**OBJECTIVE**
According to the source text, what song was the writer trying to figure out how to play the ending of when the first riff of An Open Letter was created?

**SOURCE TEXT**
____

Anyway, now for the rip-off.

As I said, after seeing Ethel Meserve the way I set out to write changed dramatically. By that point we had already recorded the demo/7'' material and were setting out to write brand new stuff. The first thing I brought to the table, if memory serves me correctly, would end up becoming An Open Letter.Now the first riff in the songs, the little noodley-noodley dealie, that was created as I struggled to figure out how to play the ending of Waltz of Gibralter. Behold:

Waltz of Gibralter by Ethel Meserve

Skip to about 4:50 if you're inpatient.

And for a side by side by side comparison
An Open Letter by Saetia


Shameless. I am filled with loathing just hearing it. The Saetia stuff, I mean. Ethel Meserve holds up fine. I had the pleasure of seeing Ethel Meserve a number of times and having a handful of conversations with Chris and Gerb. As a point of historical interest to the 0.000004 of you out there who might care, Gerb was also one of the, like, 87 singers for fellow State College powerhouse Puritan's last show. What a spectacle that was.

Anyway, I'm all blogged out. Plenty more to come.

Oh, what the hell, an extra treat for the none of you who read this. A little sneak peak at my new band.

Life Is Wasted On The Living by The Year is One


That's me on he 6 string bass (basically the guitar part) and I'm also the lower Satan voice.

____

Collected data entries
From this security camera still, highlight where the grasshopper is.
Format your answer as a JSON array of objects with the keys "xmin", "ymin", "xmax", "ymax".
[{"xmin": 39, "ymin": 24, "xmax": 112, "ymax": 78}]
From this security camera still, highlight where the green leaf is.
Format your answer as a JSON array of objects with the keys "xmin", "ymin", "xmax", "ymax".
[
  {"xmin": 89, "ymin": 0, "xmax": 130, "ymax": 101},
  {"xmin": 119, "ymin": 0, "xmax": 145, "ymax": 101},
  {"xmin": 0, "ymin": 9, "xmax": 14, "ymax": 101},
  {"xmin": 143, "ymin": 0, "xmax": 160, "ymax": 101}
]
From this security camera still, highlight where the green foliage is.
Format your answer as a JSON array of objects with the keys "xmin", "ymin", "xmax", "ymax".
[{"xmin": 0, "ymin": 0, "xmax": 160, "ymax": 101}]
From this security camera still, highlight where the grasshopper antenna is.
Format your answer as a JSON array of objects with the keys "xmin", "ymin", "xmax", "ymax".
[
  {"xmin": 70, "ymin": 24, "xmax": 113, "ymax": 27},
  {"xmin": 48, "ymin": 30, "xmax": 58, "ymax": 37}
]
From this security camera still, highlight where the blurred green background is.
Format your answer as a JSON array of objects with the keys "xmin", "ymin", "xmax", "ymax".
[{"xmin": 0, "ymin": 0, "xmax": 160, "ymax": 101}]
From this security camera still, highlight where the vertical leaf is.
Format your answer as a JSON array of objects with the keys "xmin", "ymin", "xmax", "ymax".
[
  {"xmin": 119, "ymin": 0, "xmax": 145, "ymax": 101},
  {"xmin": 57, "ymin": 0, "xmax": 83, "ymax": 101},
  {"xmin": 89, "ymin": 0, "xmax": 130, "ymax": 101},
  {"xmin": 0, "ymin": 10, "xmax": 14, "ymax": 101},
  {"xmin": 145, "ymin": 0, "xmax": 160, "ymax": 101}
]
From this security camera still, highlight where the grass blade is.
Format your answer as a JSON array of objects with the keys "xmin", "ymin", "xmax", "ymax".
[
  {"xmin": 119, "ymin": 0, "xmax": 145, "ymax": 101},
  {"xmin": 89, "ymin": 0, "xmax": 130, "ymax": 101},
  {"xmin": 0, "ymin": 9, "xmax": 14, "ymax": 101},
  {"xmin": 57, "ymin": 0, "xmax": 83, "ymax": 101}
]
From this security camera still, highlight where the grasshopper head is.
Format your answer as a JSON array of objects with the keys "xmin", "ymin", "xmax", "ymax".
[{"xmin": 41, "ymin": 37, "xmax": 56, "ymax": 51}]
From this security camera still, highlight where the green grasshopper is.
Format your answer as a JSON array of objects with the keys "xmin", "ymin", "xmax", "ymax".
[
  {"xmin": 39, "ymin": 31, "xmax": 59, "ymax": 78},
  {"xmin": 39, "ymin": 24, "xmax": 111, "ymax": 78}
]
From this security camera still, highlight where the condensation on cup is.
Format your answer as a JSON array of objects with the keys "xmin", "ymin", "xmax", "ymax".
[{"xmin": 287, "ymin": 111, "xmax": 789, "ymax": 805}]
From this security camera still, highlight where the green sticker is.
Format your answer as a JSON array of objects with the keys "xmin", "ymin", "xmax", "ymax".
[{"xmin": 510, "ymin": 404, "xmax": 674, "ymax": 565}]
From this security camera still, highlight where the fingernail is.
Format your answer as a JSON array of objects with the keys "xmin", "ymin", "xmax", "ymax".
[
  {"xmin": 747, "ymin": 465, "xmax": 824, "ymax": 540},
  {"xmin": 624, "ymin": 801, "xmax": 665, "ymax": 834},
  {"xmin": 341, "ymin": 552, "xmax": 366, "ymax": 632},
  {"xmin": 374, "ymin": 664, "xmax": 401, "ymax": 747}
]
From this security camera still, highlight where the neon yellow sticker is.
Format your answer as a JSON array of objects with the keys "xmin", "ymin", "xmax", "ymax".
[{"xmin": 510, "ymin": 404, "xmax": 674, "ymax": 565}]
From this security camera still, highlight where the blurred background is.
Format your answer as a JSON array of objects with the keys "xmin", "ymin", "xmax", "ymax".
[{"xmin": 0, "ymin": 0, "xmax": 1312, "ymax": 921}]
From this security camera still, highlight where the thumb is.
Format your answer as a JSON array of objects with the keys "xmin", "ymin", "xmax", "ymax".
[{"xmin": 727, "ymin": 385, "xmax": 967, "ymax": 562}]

____

**FINAL RESULT**
Waltz of Gibralter by Ethel Meserve.